§ **WHAT THIS TASK INVOLVES**
Repeat each of the records below line for line, with no changes.

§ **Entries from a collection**
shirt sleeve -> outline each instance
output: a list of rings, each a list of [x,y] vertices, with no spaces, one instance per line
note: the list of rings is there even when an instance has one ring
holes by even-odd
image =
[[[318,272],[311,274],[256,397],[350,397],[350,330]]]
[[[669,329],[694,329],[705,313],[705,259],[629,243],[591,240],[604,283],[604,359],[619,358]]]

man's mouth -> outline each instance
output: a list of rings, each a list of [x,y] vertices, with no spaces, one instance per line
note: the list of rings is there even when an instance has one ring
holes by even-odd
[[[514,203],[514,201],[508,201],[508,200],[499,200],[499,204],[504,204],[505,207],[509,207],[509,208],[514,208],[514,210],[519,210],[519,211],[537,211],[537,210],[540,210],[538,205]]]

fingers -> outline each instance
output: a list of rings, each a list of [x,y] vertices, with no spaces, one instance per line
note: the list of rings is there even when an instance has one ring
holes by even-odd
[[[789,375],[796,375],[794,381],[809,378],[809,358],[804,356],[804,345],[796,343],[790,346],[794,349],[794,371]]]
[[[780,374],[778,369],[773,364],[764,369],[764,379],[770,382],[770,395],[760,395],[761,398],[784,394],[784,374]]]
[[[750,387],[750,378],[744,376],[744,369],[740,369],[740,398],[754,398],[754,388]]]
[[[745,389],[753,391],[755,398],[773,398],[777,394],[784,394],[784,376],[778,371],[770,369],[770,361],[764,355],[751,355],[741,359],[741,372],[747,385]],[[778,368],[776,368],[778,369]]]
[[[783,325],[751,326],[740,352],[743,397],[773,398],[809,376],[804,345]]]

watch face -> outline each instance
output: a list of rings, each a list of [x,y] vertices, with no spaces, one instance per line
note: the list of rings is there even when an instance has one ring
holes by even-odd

§ **SOLUTION TO THE EXERCISE**
shirt sleeve -> outline each instance
output: a list of rings, each a list of [x,y] vertices, with no spaces, one instance per line
note: the list of rings is there even when an instance has one ring
holes by even-odd
image =
[[[318,272],[311,274],[256,397],[350,397],[350,330]]]
[[[669,329],[694,329],[705,313],[705,259],[629,243],[591,240],[604,283],[604,359],[619,358]]]

man's mouth -> outline each instance
output: a list of rings, each a list of [x,y] vertices, with no spaces, one instance per line
note: the list of rings is there even when an instance has one ring
holes by even-odd
[[[514,203],[514,201],[508,201],[508,200],[499,200],[499,204],[504,204],[505,207],[509,207],[509,208],[514,208],[514,210],[519,210],[519,211],[537,211],[537,210],[540,210],[538,205]]]

fingers -> outline each instance
output: a list of rings, each a list of [x,y] vertices, with no spaces, one instance per line
note: the list of rings is there even when an instance has one ring
holes by even-odd
[[[789,375],[796,375],[794,381],[809,378],[809,358],[804,356],[804,345],[796,343],[790,346],[794,349],[794,371]]]
[[[780,374],[778,369],[773,364],[764,369],[764,379],[770,382],[770,395],[760,395],[761,398],[784,394],[784,374]]]
[[[750,387],[750,378],[744,376],[744,369],[740,369],[740,398],[754,398],[754,388]]]
[[[745,389],[753,391],[755,398],[773,398],[777,394],[784,394],[784,376],[778,371],[770,369],[770,361],[764,355],[751,355],[741,359],[741,372],[747,385]],[[778,368],[776,368],[778,369]]]
[[[783,325],[751,326],[740,352],[743,397],[773,398],[809,376],[804,345]]]

watch face -> outline each instance
output: a list of rings, each a list of [x,y] vertices, with no spaces, one instance per line
note: the list of rings is there even when an instance has one ring
holes by even-odd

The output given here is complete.